Texte source ▸
#####

Troubles, Claudine Desmarteau
Camille est une lycéenne, en classe de Première. Ce qu'elle adore avant tout, c'est d'être dans une salle de cinéma, dans le noir, « à l'abri du monde » (p. 169).
Le premier film dont elle se souvienne, c'est « James et la Pêche géante ». Ce film, plus exactement le personnage du rhinocéros « lui avait foutu la trouille » (p. 169).
Au cinéma, elle a le sentiment que là, il ne pourra rien lui arriver : elle oublie alors le moche de la vie, comme par exemple le fait que ses parents ne s'aiment plus.
Au cinéma, elle apprend sans juger, et, surtout sans rien risquer. A plusieurs reprises, elle offre au lecteur sa perception de quelques films qu'elle a vus (1).
C'est dans son rapport aux films que se justifie, en premier, le titre de ce roman : « Troubles ». Dans les images (1) accompagnées d'un flux de mots, de sperme et de sang, Camille plonge avant de comprendre dans quel sens il coule. Son adolescence illuminée par les films, où le sang palpite, résonne comme un tambour qui annoncerait un triste destin.
Fred, camarade de classe de Camille est son meilleur ami. Sa mère est décédée et d'une certaine manière, la lycéenne joue, pour lui, le rôle d'ange gardien. Ce qui est loin d'être inutile car le garçon ne sait pas maîtriser sa consommation de shit et d'alcool.
Il arrive parfois à Fred de secouer son amie tant il la trouve sage :
— Putain Camille, toi, c'est quand que tu te lâches ? ! Vis, un peu ! T'es là, tu bouges pas, tu regardes les autres. On dirait une caméra. C'est ça que t'es : une caméra. Un objet mort. (p. 128)

#####

Entrées de données enregistrées ▸
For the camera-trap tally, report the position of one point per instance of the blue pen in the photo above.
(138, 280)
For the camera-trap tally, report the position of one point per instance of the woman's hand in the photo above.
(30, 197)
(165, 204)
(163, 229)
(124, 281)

#####

Énoncé A ▸
Restituez sans aucune modification les lignes des enregistrements, en commençant à celle qui contient « hand in the photo above. » et en allant jusqu'à la fin des enregistrements.
Énoncé B ▸
Prolongez la présentation du roman « Troubles » à partir de sa dernière phrase.

Réponse A ▸
For the camera-trap tally, report the position of one point per instance of the woman's hand in the photo above.
(30, 197)
(165, 204)
(163, 229)
(124, 281)

Réponse B ▸
Fred est un être enfermé dans sa douleur ce qui ne l'empêche pas d'être sensible et respectueux. D'ailleurs, il ne partage pas les goûts filmiques de son amie (2). Il n'hésite pas à exprimer ses émotions à propos du film « Le secret de Brokeback Mountain » :
« C'est un beau film. Triste. J'ai chialé, à la fin. » (p. 137)
Fred pressent un autre trouble chez Camille : celui exercé par la sexualité. Il se demande si elle n'est pas homosexuelle. La jeune fille n'arrive pas à se confier :
— Et toi, Camille, t'en es où ?
— Hein ? Nulle part...
— Rien en vue ? Tu kiffes personne, en ce moment ?
— Non. Pour l'instant, c'est morne plaine.
— Camille, je peux te poser une question ? dit Fred en clignant des yeux.
— Vas -y.
— Tu préfères les filles ou les garçons ?
— T'as fumé quoi, là ?...
— Réponds pas, si t'as pas envie. (pp. 144/145)
Dans ce roman, il y a de nombreux petits indices qui laissent deviner que Fred ne se trompe pas sur les désirs lesbiens de son amie.
Dans le groupe des amis de l'adolescente, il y a Paul, un garçon qui a une vision assez restrictive du respect de l'Autre, notamment concernant l'homosexualité. Camille le mouche rudement :
— T'as peur qu'il te mette la main aux couilles ?
— J'ai pas peur, je dis juste que s'il fait ça, je lui fous mon poing dans la gueule.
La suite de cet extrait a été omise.